WHAT YOU NEED TO DO - Please repeat the records exactly from their first line, finishing at the line containing "target | pickup truck bed" and including it.

[Natural language region descriptions]
- Opening Delimiter -
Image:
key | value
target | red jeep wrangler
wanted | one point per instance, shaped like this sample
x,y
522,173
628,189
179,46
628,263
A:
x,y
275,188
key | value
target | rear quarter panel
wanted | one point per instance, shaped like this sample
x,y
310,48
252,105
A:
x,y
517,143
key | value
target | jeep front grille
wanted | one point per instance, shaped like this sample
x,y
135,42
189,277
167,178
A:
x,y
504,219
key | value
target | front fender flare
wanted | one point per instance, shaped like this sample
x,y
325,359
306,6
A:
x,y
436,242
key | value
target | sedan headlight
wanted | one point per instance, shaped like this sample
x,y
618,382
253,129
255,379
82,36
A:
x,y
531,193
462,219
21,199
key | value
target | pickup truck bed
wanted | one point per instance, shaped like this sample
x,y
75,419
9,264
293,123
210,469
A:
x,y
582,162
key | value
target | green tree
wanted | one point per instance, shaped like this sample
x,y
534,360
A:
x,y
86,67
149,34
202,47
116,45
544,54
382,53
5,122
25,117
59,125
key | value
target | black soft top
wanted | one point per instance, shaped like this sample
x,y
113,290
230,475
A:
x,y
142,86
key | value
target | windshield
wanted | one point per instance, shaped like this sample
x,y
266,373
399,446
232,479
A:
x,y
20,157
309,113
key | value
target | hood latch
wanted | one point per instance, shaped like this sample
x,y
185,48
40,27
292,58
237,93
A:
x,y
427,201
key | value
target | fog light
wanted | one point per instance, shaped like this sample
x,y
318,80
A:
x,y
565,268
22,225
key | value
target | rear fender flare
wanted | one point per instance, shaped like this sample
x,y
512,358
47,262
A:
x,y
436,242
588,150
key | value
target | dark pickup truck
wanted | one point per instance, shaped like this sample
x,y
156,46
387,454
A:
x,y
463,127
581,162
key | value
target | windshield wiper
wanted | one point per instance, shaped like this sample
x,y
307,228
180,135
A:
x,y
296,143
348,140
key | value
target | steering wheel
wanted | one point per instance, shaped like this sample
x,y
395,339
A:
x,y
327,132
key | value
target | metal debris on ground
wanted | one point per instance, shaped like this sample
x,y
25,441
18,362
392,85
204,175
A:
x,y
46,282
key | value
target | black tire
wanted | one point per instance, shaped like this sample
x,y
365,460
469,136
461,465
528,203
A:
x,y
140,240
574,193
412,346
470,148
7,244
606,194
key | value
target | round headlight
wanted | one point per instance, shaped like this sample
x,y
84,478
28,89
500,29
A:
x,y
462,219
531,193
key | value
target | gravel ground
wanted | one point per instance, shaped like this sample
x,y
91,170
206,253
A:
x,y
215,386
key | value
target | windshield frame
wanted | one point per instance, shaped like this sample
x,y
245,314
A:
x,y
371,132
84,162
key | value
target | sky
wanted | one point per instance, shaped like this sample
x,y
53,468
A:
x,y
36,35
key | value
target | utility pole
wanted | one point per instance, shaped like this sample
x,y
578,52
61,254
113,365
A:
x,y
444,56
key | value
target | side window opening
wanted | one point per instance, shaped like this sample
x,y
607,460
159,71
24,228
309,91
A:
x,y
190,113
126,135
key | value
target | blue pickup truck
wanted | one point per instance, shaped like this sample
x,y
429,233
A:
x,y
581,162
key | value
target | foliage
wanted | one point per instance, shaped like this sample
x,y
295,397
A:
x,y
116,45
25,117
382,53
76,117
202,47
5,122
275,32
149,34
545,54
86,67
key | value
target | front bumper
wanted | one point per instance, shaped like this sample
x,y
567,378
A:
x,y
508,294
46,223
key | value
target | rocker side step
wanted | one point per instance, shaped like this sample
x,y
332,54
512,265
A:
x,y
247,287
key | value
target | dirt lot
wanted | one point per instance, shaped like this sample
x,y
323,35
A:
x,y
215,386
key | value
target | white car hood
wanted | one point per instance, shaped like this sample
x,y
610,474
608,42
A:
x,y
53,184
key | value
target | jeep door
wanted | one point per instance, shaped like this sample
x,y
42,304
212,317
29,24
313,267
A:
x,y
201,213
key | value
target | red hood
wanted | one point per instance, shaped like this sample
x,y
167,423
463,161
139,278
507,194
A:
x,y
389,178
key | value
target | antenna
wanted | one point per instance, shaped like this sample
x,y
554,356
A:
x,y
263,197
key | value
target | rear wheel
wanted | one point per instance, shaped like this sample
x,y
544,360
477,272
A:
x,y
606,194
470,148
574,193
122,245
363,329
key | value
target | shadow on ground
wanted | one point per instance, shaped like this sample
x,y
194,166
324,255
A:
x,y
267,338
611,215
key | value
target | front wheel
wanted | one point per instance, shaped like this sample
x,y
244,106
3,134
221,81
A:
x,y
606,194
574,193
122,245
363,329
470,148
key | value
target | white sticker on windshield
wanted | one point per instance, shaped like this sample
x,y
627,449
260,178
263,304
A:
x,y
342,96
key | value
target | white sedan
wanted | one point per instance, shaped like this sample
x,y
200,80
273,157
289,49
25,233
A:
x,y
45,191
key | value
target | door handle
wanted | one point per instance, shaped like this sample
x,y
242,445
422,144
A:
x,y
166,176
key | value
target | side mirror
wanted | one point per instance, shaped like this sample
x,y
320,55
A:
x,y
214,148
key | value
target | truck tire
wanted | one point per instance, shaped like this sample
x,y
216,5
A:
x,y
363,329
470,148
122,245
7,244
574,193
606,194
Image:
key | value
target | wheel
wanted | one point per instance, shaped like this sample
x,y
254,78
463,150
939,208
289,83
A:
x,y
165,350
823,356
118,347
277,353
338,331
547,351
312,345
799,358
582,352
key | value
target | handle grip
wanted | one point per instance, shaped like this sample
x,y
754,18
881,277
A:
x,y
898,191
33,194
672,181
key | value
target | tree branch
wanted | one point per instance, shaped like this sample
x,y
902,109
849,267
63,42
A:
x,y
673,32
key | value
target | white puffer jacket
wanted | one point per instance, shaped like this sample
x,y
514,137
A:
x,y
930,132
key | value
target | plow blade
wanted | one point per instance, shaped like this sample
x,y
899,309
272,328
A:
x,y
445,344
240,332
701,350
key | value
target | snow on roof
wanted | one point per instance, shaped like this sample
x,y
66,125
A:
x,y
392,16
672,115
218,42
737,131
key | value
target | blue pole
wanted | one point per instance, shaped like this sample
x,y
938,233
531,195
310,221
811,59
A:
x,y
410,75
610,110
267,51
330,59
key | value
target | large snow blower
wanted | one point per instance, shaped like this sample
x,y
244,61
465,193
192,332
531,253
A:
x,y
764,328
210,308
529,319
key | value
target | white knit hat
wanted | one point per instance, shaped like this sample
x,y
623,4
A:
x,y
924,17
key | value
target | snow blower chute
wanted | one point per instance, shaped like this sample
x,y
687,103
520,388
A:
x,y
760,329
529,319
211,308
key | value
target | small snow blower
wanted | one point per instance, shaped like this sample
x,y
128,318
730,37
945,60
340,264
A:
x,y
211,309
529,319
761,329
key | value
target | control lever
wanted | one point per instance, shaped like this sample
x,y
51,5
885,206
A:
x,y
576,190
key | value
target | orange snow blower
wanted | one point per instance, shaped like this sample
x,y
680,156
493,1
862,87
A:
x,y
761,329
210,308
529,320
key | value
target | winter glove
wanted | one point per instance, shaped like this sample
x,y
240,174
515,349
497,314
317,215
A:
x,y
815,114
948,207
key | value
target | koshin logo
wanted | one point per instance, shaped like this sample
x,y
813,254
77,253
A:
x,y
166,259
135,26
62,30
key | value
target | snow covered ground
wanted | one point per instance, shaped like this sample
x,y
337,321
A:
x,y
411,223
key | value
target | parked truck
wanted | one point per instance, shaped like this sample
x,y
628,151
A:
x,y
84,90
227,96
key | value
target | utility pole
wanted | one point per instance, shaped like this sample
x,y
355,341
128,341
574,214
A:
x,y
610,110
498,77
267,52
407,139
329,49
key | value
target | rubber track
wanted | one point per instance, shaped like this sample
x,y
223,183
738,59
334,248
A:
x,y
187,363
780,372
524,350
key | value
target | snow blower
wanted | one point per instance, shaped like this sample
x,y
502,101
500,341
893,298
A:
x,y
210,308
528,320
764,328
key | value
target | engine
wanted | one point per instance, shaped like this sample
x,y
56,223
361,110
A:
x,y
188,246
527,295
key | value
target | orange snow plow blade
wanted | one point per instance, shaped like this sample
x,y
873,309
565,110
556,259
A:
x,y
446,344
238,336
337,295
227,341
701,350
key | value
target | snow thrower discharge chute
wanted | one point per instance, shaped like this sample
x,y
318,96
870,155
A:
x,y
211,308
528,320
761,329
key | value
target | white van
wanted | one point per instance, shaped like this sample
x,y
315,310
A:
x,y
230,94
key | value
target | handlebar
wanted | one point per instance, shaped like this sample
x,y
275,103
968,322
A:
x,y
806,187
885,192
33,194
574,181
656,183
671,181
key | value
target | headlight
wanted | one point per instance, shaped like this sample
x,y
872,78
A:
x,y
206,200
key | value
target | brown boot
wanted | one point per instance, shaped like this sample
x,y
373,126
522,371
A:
- Closing Delimiter -
RESULT FOR THIS TASK -
Image:
key | value
target | red jeep wrangler
wanted | one point per instance, shaped like this sample
x,y
522,173
628,189
179,46
628,263
A:
x,y
275,188
key | value
target | rear quarter panel
wanted | one point per instance, shaped like this sample
x,y
310,48
252,105
A:
x,y
517,143
key | value
target | jeep front grille
wanted | one point per instance, shaped like this sample
x,y
135,42
189,277
167,178
A:
x,y
504,219
key | value
target | front fender flare
wanted | one point per instance, shaped like this sample
x,y
325,359
306,6
A:
x,y
436,242
key | value
target | sedan headlight
wanted | one point per instance, shaped like this sample
x,y
618,382
253,129
255,379
82,36
A:
x,y
531,193
462,219
21,199
key | value
target | pickup truck bed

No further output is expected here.